SOURCE PASSAGE
╭──
Aughty Walk: Rural Futures Diary. Wednesday--->Lough Graney To Derrybrien



There was a real feeling of warmth from up in the woods. Our mission today was to cross the border back into Galway and be in Egan’s pub in Derrybrien for roughly 7pm. We rejoined the East Clare Way which left Lough Graney and headed north.

It was a spectacularly sunny day and unlike, say, our first day’s walking, where we met no one, we had problems getting places all day because we kept encountering people. The first person we met was John Connors, a farmer who was cutting overgrown hedges in the area. He said he had a niece in the area who sometimes visited him and he didn’t want her driving blind down these narrow roads. It was, of course, the county council’s job to maintain the hedges, but John had taken it upon himself. We told him we were heading up to Derrybrien and he told us about the old traditions of walking in the area, that there were once mass roads that reached all the way up to Derrybrien, but were all gone now since the advent of forestry. He said he had been walking up in the area one night years ago when some fog rolled in and he lost his way entirely. He had to take refuge in Egan’s for the night. John was an older man, but his arms were strong and the hedges were no match for him.


Above: John Conners, Donny and Emma

Just after meeting John, a van stopped as it passed us. It was driven by a farmer in black sunglasses. He was heading to Canny’s in Kilanena. He was curious about our journey and said he had copies of a book full of Aughty history (this turned out to be Ger Madden’s Aughty Ramble). He told us he lived in the first house in Connaught, or the last, depending on which way we were coming from. He said he’d retrieve the book for us, though we were slightly unsure if we’d meet him again. We were wrong.
╰──
TASK 1
In the rows, from the line with "Greenhouse-scouting task: tag the blurred green" to the end of the rows, substitute "Field-survey task" for "Greenhouse-scouting task" and leave everything else unchanged.

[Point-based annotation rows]
╭──
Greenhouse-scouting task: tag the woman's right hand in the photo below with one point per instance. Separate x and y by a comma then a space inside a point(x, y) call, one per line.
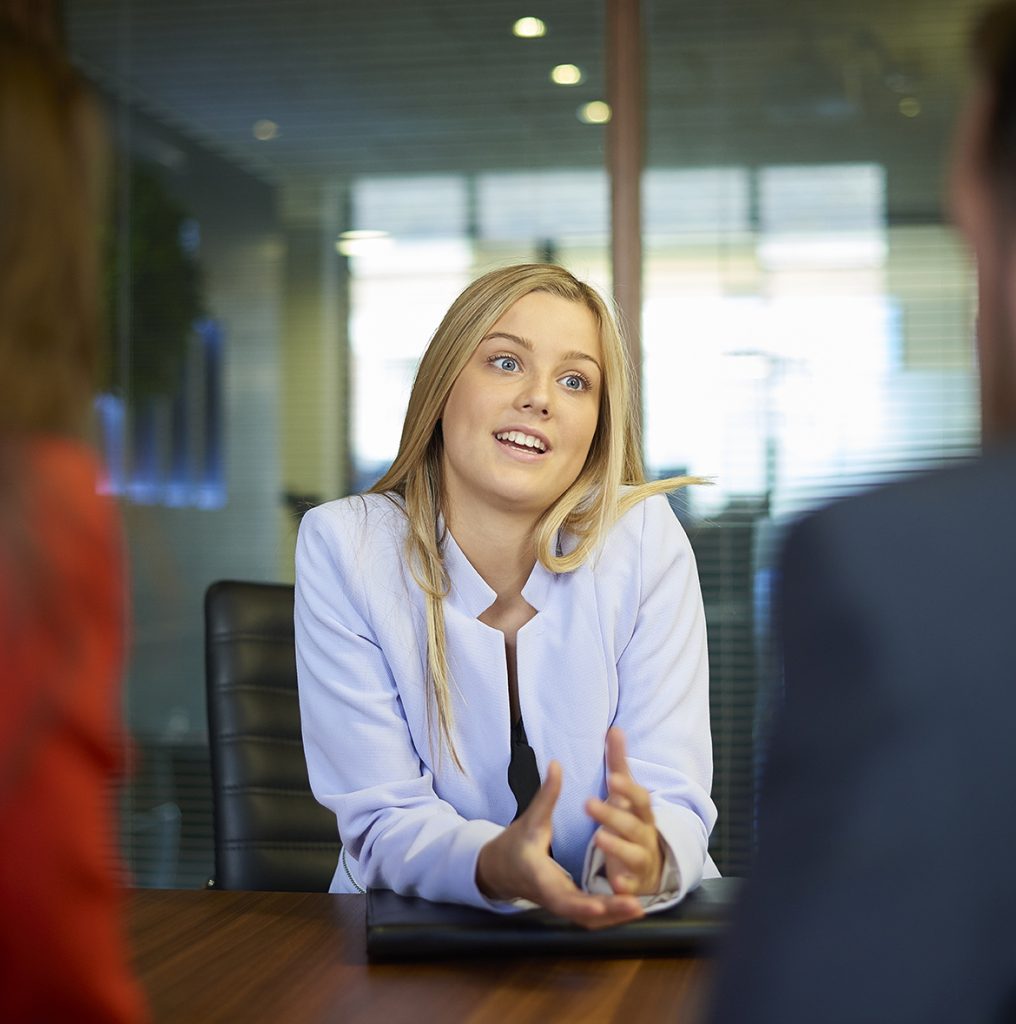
point(517, 863)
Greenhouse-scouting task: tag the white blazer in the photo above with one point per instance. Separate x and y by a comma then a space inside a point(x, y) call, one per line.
point(620, 641)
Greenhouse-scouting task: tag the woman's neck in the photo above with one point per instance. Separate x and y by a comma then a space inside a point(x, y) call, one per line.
point(500, 547)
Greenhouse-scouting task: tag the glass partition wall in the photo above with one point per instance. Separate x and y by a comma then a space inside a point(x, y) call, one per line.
point(301, 188)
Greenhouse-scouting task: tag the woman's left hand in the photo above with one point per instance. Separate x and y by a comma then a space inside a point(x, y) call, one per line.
point(628, 833)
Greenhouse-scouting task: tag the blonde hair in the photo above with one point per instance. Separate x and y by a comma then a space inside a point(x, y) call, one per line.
point(586, 510)
point(51, 164)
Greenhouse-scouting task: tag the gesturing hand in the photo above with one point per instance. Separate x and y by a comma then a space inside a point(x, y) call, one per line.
point(628, 833)
point(517, 863)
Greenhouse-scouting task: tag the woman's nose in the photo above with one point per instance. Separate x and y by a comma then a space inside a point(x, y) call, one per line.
point(535, 398)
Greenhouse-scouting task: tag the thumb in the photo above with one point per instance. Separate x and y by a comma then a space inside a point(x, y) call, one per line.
point(542, 806)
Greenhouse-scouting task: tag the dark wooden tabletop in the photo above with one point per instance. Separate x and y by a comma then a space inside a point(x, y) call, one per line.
point(207, 956)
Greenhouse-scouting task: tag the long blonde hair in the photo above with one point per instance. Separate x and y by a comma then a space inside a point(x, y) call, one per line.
point(586, 510)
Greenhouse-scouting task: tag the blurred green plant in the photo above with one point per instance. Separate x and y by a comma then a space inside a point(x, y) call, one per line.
point(164, 294)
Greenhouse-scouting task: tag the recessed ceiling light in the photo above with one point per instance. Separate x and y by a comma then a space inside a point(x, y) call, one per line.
point(565, 75)
point(596, 113)
point(264, 130)
point(530, 28)
point(358, 243)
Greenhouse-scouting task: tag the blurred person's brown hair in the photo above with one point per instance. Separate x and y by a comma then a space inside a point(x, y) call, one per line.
point(983, 200)
point(50, 183)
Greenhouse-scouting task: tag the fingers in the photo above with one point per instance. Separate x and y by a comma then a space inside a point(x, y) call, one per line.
point(559, 895)
point(626, 794)
point(617, 756)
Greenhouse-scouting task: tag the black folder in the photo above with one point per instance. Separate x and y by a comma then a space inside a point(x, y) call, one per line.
point(407, 928)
╰──
TASK 2
Quote the walking diary from "Just after meeting" to "We were wrong.".

FULL SOLUTION 1
Field-survey task: tag the blurred green plant in the photo above with one point per instance. Separate x and y by a comma then a space inside a point(x, y) call, one per line.
point(164, 294)
Field-survey task: tag the recessed ceiling light in the photo above with one point per instance. Separate x and y by a comma then a space inside a point(x, y) call, one per line.
point(565, 75)
point(596, 113)
point(264, 130)
point(530, 28)
point(358, 243)
Field-survey task: tag the blurred person's brown hair in the photo above with one point per instance. Separate x and y by a comma then a space inside a point(x, y) call, one per line.
point(983, 200)
point(50, 183)
Field-survey task: tag the fingers in the photo above with one point per instance. Separate x and y by a comma then a space inside a point(x, y) call, one per line.
point(559, 895)
point(626, 794)
point(617, 756)
Field-survey task: tag the black folder in the photo above with one point per instance. Separate x and y by a comma then a space inside a point(x, y) call, one per line.
point(407, 928)

FULL SOLUTION 2
Just after meeting John, a van stopped as it passed us. It was driven by a farmer in black sunglasses. He was heading to Canny’s in Kilanena. He was curious about our journey and said he had copies of a book full of Aughty history (this turned out to be Ger Madden’s Aughty Ramble). He told us he lived in the first house in Connaught, or the last, depending on which way we were coming from. He said he’d retrieve the book for us, though we were slightly unsure if we’d meet him again. We were wrong.